**Recorded information:**

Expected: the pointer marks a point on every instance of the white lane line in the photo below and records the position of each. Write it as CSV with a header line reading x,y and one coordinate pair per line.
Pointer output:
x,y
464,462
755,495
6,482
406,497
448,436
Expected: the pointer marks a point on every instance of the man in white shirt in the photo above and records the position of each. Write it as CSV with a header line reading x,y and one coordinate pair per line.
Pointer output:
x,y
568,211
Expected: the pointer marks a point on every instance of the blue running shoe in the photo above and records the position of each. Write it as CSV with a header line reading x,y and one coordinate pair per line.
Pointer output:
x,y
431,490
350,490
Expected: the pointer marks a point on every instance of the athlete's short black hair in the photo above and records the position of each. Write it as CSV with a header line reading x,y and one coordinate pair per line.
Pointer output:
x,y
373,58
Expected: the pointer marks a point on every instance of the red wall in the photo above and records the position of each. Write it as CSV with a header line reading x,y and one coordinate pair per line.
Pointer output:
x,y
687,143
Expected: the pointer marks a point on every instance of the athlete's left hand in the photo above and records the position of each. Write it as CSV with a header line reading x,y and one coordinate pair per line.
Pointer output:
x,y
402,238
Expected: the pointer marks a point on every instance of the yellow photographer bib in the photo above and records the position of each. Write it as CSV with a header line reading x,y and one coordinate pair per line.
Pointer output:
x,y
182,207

**Exercise instructions:**
An exact copy of all the records is the expected answer.

**Answer:**
Expected: the pointer marks a point on every instance of the white lane line in the photo below and records the position of each. Write it as CSV with a header line reading x,y and one coordinate pair per line.
Pointer output:
x,y
464,462
755,495
6,482
406,497
448,436
Expected: the pointer marks a point on every instance of the man in white shirt in the photo above and records the position of each. Write it as CSV with a header line reading x,y and one coordinate pair per line.
Pointer output:
x,y
568,211
Expected: the pointer marks a point on every instance of the blue running shoe in the photo above and records the position of each. Write it as CSV with a header line reading x,y and one coordinate pair per line.
Pointer output:
x,y
431,490
350,490
Expected: the pointer marks a point on every instance of the athlete's short black hair in the photo above and records the position of each. Write it as CSV with a header line reading x,y and one coordinate pair per line.
Pointer output:
x,y
373,58
Expected: the pointer marks a point on every instance of the red wall in the photo above and records the position of each. Write it as CSV with a header line reading x,y and one coordinate pair per line.
Pointer output:
x,y
687,143
Expected: the pointer marks a point on every instance of the athlete's left hand in the photo above and records the position of each. Write it as CSV with a header line reading x,y and one coordinate pair per line.
Pointer output:
x,y
402,238
Expected: the pointer marks a point on every instance of the yellow photographer bib in the photo above and records the position of each. Write it as CSV with a header line reading x,y and one coordinate pair per line.
Pointer output:
x,y
182,207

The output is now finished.